- [PROBLEM DESCRIPTION]: All lines below are to be transcribed exactly.

- [PROVIDED DATA]:
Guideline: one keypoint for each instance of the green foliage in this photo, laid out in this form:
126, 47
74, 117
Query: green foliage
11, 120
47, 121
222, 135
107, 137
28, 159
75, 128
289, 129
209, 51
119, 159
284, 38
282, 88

- [ANSWER TO THIS EXERCISE]:
Guideline: one keypoint for each instance of the green foliage in this photo, laid out in this form:
126, 47
74, 117
Query: green foliage
11, 120
47, 121
222, 135
107, 137
28, 159
75, 128
289, 129
209, 51
119, 159
284, 38
282, 88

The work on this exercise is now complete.